Exercise input:
-.-.-

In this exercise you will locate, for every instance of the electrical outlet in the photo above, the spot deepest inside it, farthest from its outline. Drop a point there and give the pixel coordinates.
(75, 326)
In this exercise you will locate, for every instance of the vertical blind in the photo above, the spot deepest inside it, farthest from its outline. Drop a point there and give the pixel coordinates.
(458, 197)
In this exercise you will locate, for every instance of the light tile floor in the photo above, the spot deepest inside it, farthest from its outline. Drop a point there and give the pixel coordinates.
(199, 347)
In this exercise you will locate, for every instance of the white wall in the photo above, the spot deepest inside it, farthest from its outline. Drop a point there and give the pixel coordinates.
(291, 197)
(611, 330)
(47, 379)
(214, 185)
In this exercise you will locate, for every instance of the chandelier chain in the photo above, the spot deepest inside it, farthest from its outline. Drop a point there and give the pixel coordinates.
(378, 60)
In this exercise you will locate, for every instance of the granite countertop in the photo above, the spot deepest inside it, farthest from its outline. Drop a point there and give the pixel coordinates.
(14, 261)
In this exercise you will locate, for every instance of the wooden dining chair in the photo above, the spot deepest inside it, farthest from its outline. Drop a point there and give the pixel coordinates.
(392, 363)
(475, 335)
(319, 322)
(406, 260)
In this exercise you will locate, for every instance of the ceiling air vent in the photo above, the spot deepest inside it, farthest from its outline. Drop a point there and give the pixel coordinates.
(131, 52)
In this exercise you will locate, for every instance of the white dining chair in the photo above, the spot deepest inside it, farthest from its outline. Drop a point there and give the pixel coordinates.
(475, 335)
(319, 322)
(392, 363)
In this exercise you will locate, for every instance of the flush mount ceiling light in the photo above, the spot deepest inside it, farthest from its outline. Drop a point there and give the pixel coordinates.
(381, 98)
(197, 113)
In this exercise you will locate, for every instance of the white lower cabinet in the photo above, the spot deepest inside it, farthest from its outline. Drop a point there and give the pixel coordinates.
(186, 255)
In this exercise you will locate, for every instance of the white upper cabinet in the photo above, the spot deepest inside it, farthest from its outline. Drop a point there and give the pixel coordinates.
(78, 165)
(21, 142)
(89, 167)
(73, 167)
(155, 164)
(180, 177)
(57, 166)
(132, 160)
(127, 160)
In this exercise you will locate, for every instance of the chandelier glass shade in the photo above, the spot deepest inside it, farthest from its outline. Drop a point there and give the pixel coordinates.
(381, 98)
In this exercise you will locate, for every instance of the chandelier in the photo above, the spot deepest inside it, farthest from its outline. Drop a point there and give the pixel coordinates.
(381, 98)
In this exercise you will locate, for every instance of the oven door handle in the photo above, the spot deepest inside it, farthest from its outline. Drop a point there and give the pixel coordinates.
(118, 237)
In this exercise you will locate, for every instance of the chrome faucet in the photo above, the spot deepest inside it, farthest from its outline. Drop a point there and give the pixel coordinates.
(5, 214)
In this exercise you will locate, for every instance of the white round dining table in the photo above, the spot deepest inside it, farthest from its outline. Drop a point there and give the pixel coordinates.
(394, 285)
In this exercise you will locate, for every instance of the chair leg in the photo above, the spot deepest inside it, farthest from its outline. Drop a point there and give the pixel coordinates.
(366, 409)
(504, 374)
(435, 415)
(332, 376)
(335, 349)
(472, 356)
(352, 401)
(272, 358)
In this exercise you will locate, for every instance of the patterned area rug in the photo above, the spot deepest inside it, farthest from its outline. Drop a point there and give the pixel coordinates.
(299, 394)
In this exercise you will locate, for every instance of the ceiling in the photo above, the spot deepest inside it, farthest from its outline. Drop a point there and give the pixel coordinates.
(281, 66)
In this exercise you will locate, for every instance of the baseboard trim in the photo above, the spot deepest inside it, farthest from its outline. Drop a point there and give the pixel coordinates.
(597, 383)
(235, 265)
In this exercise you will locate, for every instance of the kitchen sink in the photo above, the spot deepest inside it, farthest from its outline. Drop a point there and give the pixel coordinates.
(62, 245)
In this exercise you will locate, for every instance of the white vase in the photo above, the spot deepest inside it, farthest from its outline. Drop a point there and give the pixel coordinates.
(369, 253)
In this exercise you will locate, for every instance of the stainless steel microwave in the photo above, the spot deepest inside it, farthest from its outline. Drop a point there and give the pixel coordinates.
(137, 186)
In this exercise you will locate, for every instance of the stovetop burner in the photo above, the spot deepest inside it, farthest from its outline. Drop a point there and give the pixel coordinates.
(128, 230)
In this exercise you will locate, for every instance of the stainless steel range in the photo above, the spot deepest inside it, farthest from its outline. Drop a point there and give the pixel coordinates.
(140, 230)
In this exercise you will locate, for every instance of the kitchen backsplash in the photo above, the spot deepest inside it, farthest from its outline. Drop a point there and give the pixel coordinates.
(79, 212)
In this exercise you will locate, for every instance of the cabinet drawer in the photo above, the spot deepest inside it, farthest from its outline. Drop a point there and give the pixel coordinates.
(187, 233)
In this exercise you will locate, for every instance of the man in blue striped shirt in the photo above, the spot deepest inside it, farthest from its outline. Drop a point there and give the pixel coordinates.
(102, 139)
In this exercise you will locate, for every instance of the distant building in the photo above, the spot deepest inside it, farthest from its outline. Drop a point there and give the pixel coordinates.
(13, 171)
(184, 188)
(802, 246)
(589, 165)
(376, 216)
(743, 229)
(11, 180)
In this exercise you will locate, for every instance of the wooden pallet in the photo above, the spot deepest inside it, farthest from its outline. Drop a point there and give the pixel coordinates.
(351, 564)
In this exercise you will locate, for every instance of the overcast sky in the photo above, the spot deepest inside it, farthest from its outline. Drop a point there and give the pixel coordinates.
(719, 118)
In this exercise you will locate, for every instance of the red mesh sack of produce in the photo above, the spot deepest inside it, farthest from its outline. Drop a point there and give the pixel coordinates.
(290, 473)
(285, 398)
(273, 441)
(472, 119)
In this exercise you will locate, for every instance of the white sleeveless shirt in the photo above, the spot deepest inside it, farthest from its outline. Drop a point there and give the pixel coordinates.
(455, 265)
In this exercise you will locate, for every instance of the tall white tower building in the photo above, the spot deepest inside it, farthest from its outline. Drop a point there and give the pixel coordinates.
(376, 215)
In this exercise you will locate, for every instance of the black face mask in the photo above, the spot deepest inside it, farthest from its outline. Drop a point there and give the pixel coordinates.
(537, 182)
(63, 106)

-.-.-

Copy, character for character, the lines from the line that holds "the wooden pallet" through the final line of the records above.

Solution below:
In this exercise you will locate, for every instance of the wooden pallet in the photo above, the spot deepest inside it, farthest from its outline. Drop a point there and give the pixel coordinates.
(351, 564)
In this exercise you will locate, for every instance of the overcast sky in the photo above, the spot deepest inside it, farthest from its outline. Drop a point there and give the pixel coordinates.
(719, 118)
In this exercise you will locate, for every instance of the red mesh sack of produce in the photo above, the spot deepest inside it, farthest from its outline. Drop a point there and give the pixel coordinates.
(290, 473)
(285, 398)
(273, 441)
(472, 119)
In this exercise you will locate, for every instance of the white sleeveless shirt in the photo above, the spot deepest inside it, farthest from its outline. Drop a point there and give the pixel coordinates.
(455, 265)
In this exercise you will locate, for every instance of the tall white tower building in the photo above, the spot deepest inside it, farthest from its outline. Drop a point there and give the pixel coordinates.
(376, 215)
In this exercise you will locate, for every instance of the black face mask in the photo above, the spot deepest inside it, farthest from its outline. Drop a point there and give the pixel coordinates.
(537, 182)
(63, 106)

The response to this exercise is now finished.